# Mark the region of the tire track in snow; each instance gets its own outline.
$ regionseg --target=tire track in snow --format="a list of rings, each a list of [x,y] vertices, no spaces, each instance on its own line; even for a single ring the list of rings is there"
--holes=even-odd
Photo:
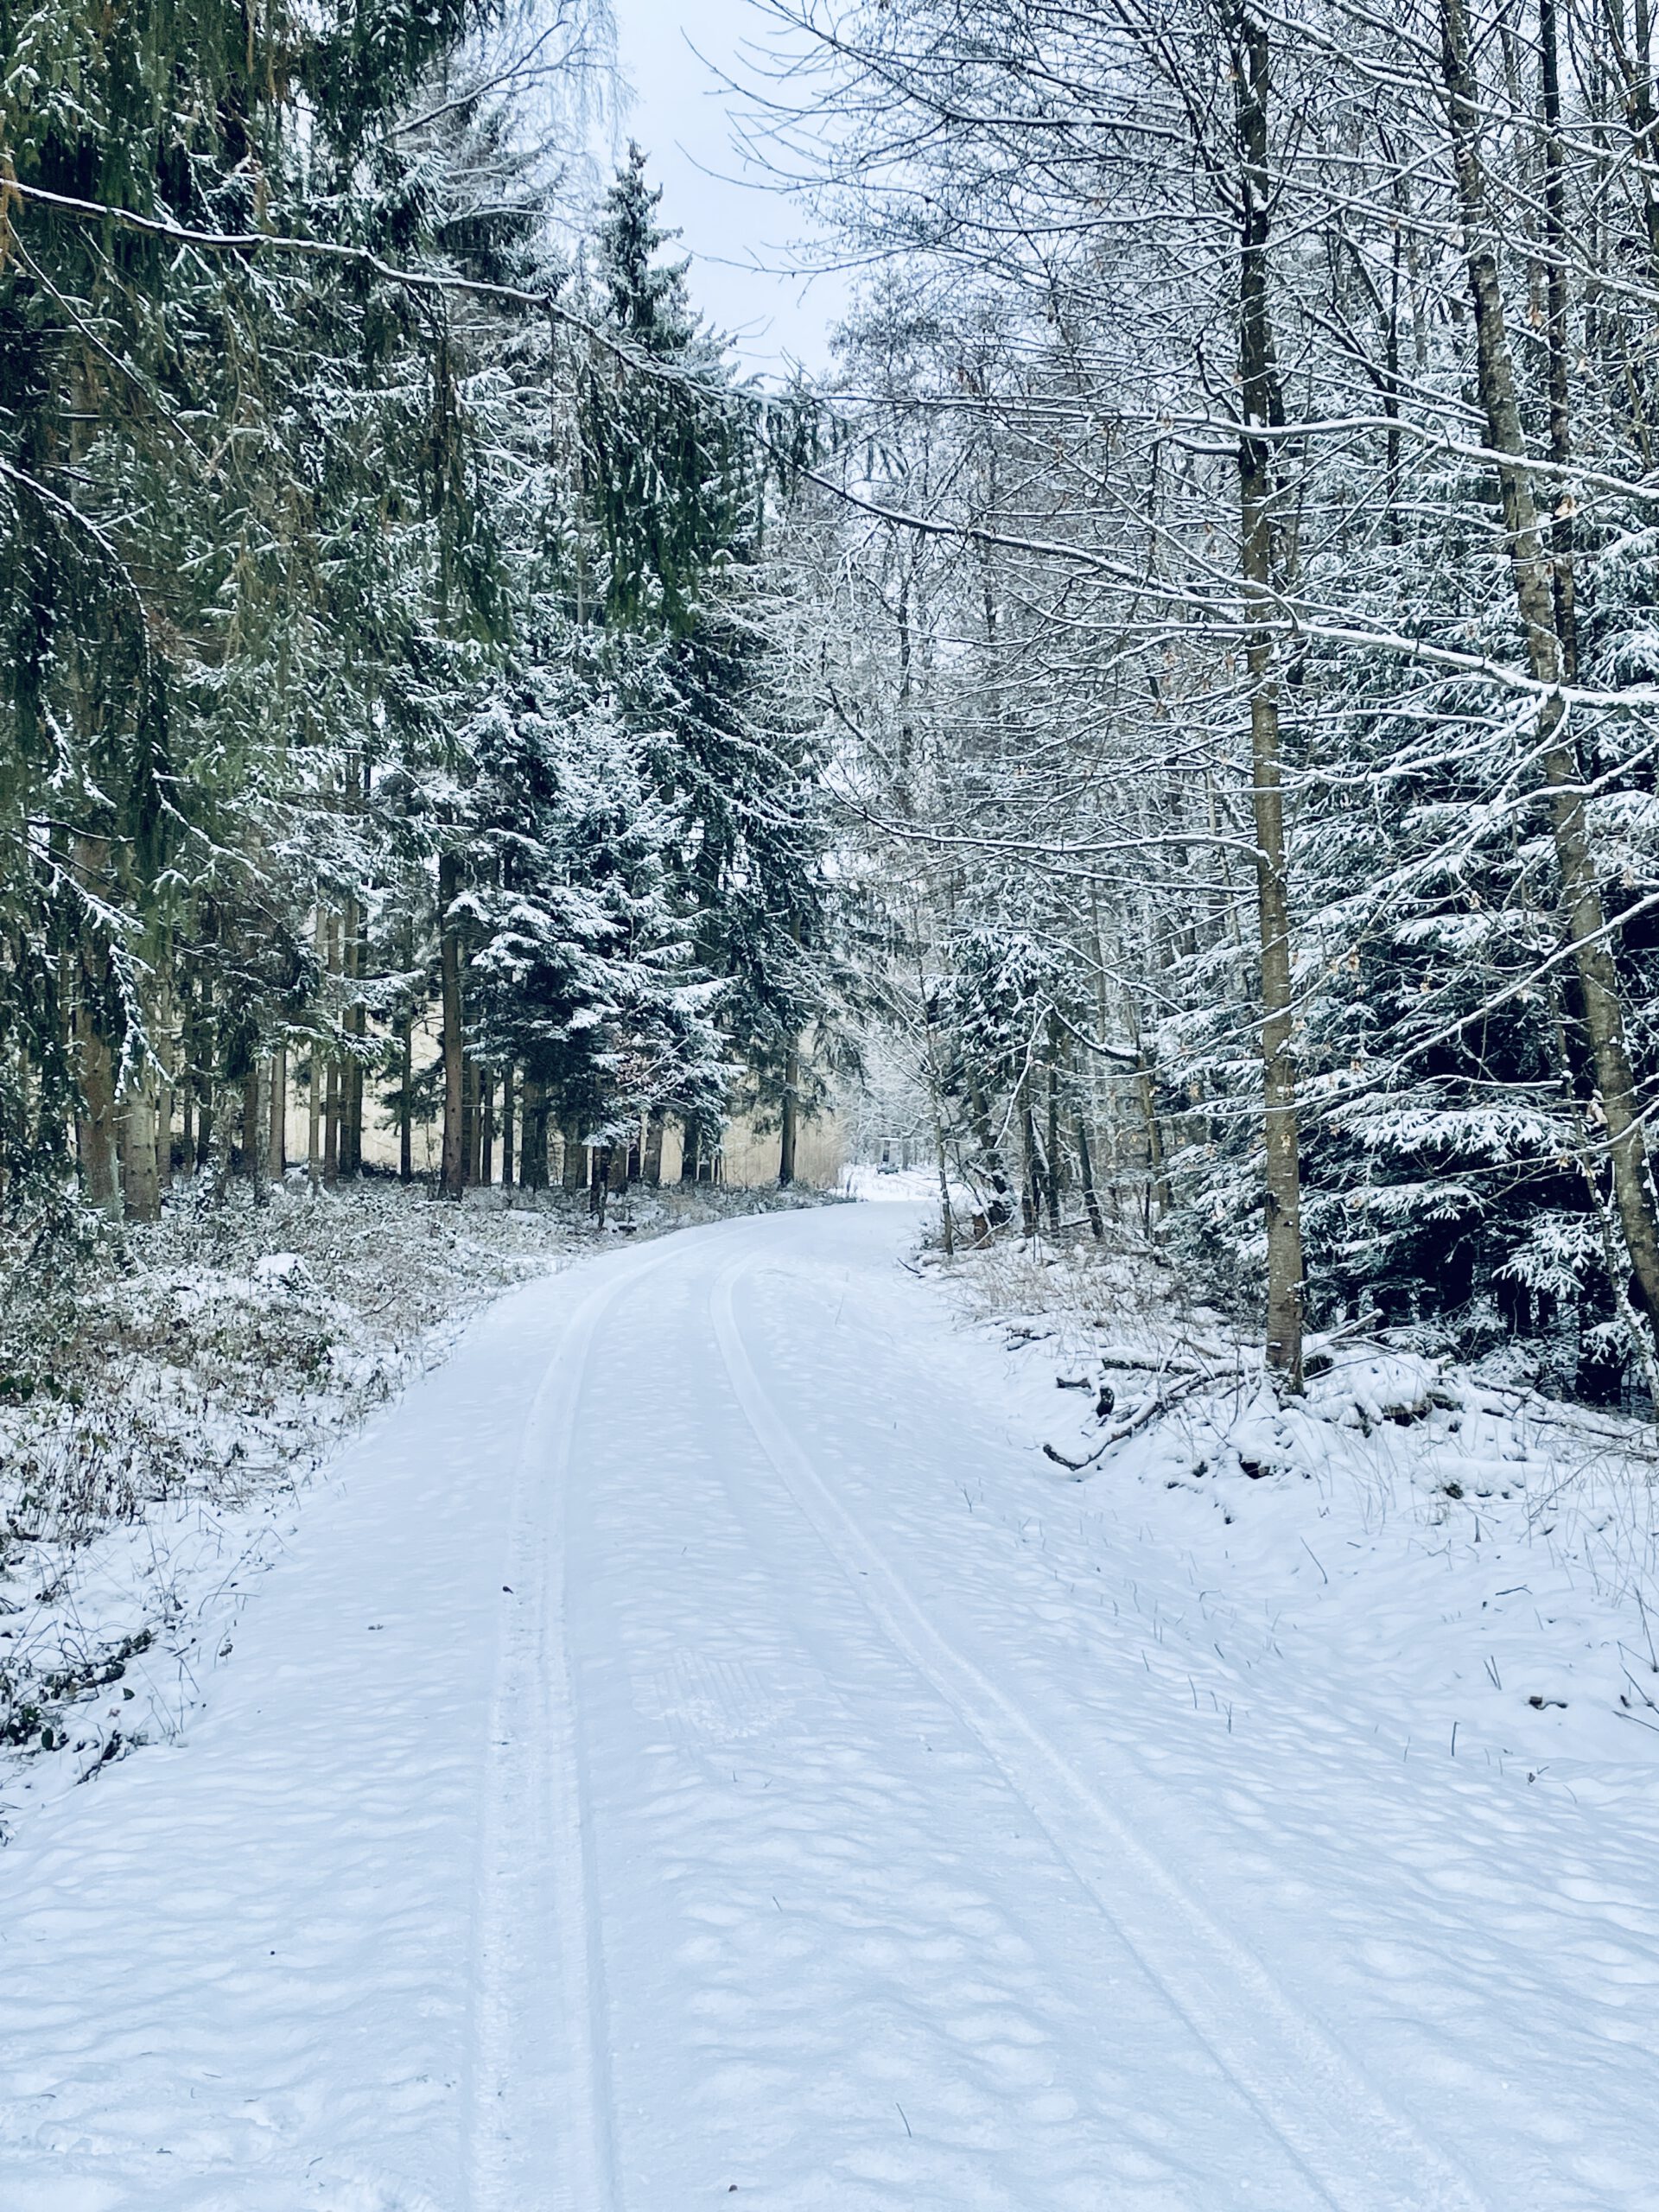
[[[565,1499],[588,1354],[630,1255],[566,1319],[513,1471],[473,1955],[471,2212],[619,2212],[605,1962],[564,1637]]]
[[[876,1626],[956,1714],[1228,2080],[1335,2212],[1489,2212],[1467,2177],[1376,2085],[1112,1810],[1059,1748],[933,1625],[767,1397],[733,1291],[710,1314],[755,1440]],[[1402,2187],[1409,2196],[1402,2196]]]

==

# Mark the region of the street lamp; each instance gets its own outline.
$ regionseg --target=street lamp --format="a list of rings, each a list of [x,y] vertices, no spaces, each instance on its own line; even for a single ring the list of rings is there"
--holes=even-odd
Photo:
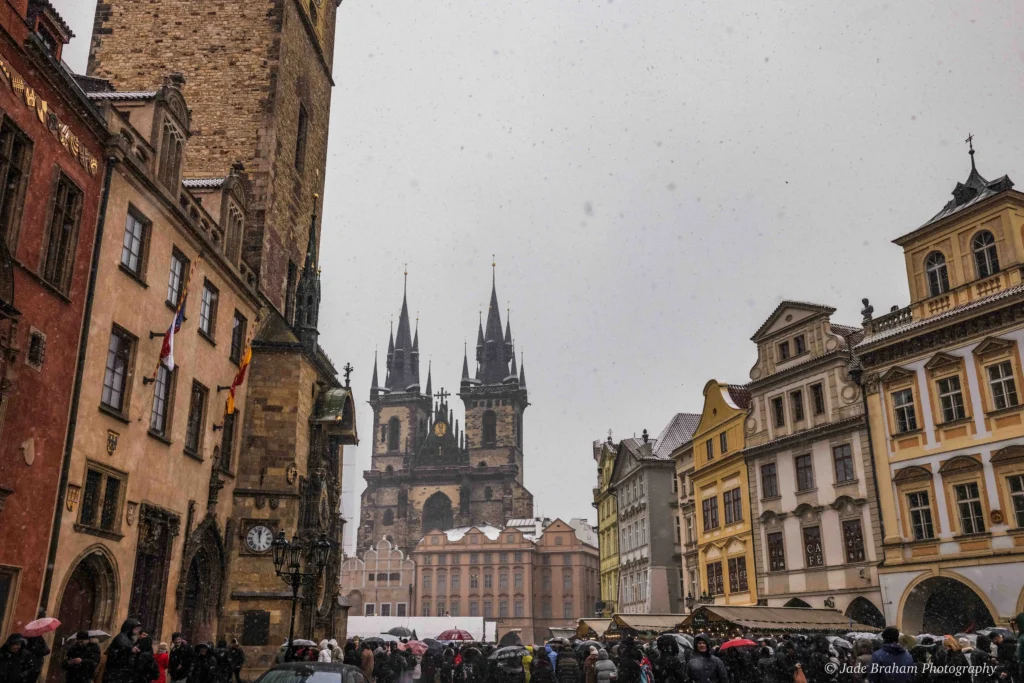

THE PROBLEM
Filter this listing and copy only the lines holding the word "street".

ANSWER TO THIS PROBLEM
# Mark the region of the street lamp; each instance gets its own outline.
$ regionseg --target=street lamp --format="a list of rings, each a list of [x,y] vertices, no spaces, each instance on its own line; even for a single ring the list of rings is there"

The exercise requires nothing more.